Request ▸ Please print all of the entries below word for word, with no changes.

Rows ▸
......

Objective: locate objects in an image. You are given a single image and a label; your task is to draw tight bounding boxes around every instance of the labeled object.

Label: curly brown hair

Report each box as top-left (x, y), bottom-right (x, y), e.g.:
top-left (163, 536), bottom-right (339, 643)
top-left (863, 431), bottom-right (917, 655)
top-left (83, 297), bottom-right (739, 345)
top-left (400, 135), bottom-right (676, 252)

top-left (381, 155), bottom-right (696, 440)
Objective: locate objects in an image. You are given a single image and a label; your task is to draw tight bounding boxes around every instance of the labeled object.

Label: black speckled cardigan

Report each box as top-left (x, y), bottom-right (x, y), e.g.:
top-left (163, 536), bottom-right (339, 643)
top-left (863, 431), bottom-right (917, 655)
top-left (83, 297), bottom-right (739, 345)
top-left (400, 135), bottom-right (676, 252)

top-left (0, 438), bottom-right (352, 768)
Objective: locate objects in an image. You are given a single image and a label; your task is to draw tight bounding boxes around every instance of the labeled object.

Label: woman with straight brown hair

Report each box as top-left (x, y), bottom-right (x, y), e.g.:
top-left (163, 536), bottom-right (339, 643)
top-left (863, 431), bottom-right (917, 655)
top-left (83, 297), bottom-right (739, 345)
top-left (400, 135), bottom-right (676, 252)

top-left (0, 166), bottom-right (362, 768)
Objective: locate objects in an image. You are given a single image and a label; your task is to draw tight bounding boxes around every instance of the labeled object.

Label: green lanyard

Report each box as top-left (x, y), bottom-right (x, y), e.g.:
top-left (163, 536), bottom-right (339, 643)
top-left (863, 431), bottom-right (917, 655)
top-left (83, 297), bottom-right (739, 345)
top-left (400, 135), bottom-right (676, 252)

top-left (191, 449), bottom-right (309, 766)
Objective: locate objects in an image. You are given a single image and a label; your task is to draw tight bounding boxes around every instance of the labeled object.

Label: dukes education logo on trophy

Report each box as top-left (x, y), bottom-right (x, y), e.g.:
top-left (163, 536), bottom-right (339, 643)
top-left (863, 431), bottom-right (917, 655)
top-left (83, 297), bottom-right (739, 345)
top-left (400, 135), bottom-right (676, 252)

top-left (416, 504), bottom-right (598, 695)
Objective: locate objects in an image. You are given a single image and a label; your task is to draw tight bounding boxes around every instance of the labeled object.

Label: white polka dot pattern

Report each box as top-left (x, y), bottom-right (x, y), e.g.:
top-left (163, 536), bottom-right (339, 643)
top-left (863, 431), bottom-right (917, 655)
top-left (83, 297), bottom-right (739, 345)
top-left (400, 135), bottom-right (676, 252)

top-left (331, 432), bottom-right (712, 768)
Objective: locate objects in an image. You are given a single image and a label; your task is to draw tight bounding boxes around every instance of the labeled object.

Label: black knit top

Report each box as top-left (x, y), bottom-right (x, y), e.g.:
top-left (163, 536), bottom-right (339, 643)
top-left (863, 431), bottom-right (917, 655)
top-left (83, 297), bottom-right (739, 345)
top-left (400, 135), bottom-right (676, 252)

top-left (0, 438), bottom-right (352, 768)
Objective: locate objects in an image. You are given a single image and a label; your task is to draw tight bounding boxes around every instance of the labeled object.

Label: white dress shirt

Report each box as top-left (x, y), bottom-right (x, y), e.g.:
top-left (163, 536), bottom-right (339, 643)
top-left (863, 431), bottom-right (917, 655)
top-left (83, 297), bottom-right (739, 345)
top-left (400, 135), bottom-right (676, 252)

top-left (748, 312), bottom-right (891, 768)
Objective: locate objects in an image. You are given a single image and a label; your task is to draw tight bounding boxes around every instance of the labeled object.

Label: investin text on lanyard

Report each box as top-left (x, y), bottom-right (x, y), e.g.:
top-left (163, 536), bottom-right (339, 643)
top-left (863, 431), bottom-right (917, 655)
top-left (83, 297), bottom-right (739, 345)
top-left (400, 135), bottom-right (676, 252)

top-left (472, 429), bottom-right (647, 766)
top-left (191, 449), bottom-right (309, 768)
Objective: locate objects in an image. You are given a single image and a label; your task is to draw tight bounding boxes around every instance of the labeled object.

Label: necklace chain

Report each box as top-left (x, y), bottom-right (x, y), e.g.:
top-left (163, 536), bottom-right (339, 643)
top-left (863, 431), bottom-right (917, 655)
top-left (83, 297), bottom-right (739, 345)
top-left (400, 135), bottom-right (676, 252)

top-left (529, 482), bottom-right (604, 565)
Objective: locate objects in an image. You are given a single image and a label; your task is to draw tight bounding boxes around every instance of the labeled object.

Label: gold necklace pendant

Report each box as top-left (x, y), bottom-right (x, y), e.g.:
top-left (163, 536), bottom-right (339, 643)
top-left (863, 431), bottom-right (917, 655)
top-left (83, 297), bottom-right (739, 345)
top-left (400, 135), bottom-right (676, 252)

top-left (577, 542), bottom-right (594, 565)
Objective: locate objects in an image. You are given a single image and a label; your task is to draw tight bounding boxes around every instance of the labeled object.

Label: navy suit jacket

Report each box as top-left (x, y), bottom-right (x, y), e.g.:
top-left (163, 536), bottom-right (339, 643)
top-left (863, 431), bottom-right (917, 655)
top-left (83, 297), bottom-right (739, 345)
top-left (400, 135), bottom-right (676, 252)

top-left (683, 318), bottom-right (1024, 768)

......

Exercise solution ▸
Objective: locate objects in an image. You are given a single image and a label; your task is to draw tight bounding boxes around every instance of the labeled object.

Label: curly brown hair

Report each box as top-left (x, y), bottom-right (x, y), e.g.:
top-left (163, 536), bottom-right (339, 643)
top-left (863, 431), bottom-right (917, 655)
top-left (83, 297), bottom-right (739, 345)
top-left (400, 135), bottom-right (676, 252)

top-left (381, 155), bottom-right (696, 440)
Objective: locate objects in an image. You are given a single image and a label; your task is to draw tight bounding boxes around every instance of the labeled object.

Label: black speckled cardigan

Report each box as top-left (x, y), bottom-right (x, y), e.g.:
top-left (163, 536), bottom-right (339, 643)
top-left (863, 431), bottom-right (917, 655)
top-left (83, 297), bottom-right (739, 345)
top-left (400, 135), bottom-right (676, 252)

top-left (0, 438), bottom-right (352, 768)
Objective: locate objects in an image. You are given a single image and a label; your task is to draw tight bounding boxes around every instance of the labeled object.

Label: woman with straight brown hair

Report each box as top-left (x, y), bottom-right (x, y), e.g.:
top-left (163, 536), bottom-right (339, 643)
top-left (863, 431), bottom-right (917, 655)
top-left (83, 297), bottom-right (739, 345)
top-left (400, 135), bottom-right (676, 252)

top-left (0, 166), bottom-right (362, 768)
Objective: locate objects in an image. You are given a single image and a label; your task is to draw tight bounding boxes around every instance of the labeled object.

Label: green lanyard

Report each box as top-left (x, y), bottom-right (x, y), e.g.:
top-left (163, 536), bottom-right (339, 643)
top-left (863, 431), bottom-right (917, 655)
top-left (83, 297), bottom-right (739, 345)
top-left (400, 135), bottom-right (676, 252)

top-left (191, 449), bottom-right (309, 766)
Objective: locate objects in an image. You are given a single image and a label; your task is to draw tight bounding boxes around every instance of the labeled object.

Label: dukes education logo on trophy

Report each box as top-left (x, y), bottom-right (x, y), e.g.:
top-left (163, 536), bottom-right (339, 643)
top-left (863, 431), bottom-right (917, 655)
top-left (83, 297), bottom-right (739, 345)
top-left (400, 135), bottom-right (676, 252)

top-left (416, 504), bottom-right (598, 695)
Objective: locate objects in an image. You are given a single image and a label; your task is to draw tight bounding boxes around every instance of the labeled object.

Label: white polka dot pattern

Report each box as top-left (x, y), bottom-right (x, y), e.g.:
top-left (163, 536), bottom-right (339, 643)
top-left (863, 431), bottom-right (917, 655)
top-left (83, 297), bottom-right (739, 345)
top-left (400, 135), bottom-right (676, 252)

top-left (331, 432), bottom-right (712, 768)
Objective: locate objects in an image. You are given a single image and a label; your task is to draw tight bounding boxes around every instance of the labeled object.

Label: black knit top

Report each box as top-left (x, y), bottom-right (x, y), e.g.:
top-left (163, 536), bottom-right (339, 643)
top-left (863, 431), bottom-right (917, 655)
top-left (83, 297), bottom-right (739, 345)
top-left (400, 135), bottom-right (676, 252)

top-left (0, 438), bottom-right (352, 768)
Objective: locate objects in an image. You are given a single image and a label; your task is to draw tight bounding boxes around every instance of the labeled object.

Label: white dress shirt

Report each box as top-left (x, y), bottom-right (x, y), e.g.:
top-left (163, 536), bottom-right (339, 643)
top-left (863, 431), bottom-right (917, 655)
top-left (83, 297), bottom-right (739, 345)
top-left (400, 135), bottom-right (676, 252)

top-left (748, 312), bottom-right (891, 768)
Objective: locate objects in an image. You are given a single image and a label; your task is to draw tight bounding boxes around every instance of the labeled object.

Label: investin text on lanyard

Report each box as top-left (x, y), bottom-right (x, y), e.g.:
top-left (163, 536), bottom-right (339, 643)
top-left (863, 431), bottom-right (917, 655)
top-left (83, 297), bottom-right (739, 345)
top-left (400, 135), bottom-right (676, 252)

top-left (472, 429), bottom-right (647, 766)
top-left (191, 449), bottom-right (309, 768)
Objective: locate objects in an image. You are given a single image and a label; your task is to draw tight bounding boxes around every instance of the labeled object.

Label: necklace chain

Report each box as top-left (x, y), bottom-right (x, y), e.g.:
top-left (163, 536), bottom-right (339, 643)
top-left (863, 431), bottom-right (917, 655)
top-left (83, 297), bottom-right (739, 345)
top-left (400, 135), bottom-right (676, 252)

top-left (529, 482), bottom-right (604, 565)
Objective: locate objects in an image. You are given a single image and a label; your task is to draw tight bounding boxes around every instance of the labeled object.

Label: gold necklace pendant

Report each box as top-left (x, y), bottom-right (x, y), e.g.:
top-left (163, 536), bottom-right (339, 643)
top-left (863, 431), bottom-right (917, 655)
top-left (83, 297), bottom-right (739, 345)
top-left (400, 135), bottom-right (676, 252)

top-left (577, 542), bottom-right (594, 565)
Objective: locate objects in an image. You are given a single image and a label; your task is to draw tight bounding boxes around every instance of the labeled object.

Label: navy suit jacket

Report each box as top-left (x, y), bottom-right (x, y), e.g.:
top-left (163, 536), bottom-right (339, 643)
top-left (863, 431), bottom-right (917, 655)
top-left (83, 297), bottom-right (739, 345)
top-left (400, 135), bottom-right (676, 252)

top-left (683, 318), bottom-right (1024, 768)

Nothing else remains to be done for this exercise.